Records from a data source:
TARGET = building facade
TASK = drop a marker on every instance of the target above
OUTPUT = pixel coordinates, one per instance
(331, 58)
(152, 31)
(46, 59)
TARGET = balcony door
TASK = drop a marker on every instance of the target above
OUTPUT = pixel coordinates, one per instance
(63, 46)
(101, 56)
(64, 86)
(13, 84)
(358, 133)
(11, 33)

Task requirements: Copy exactly. Start at the line containing "TARGET = balcony door" and continue through the last line of the records.

Exercise answer:
TARGET = balcony door
TASK = drop a marker on every instance of the target above
OUTPUT = pixel coordinates, one per instance
(63, 46)
(101, 56)
(64, 86)
(13, 84)
(358, 133)
(11, 33)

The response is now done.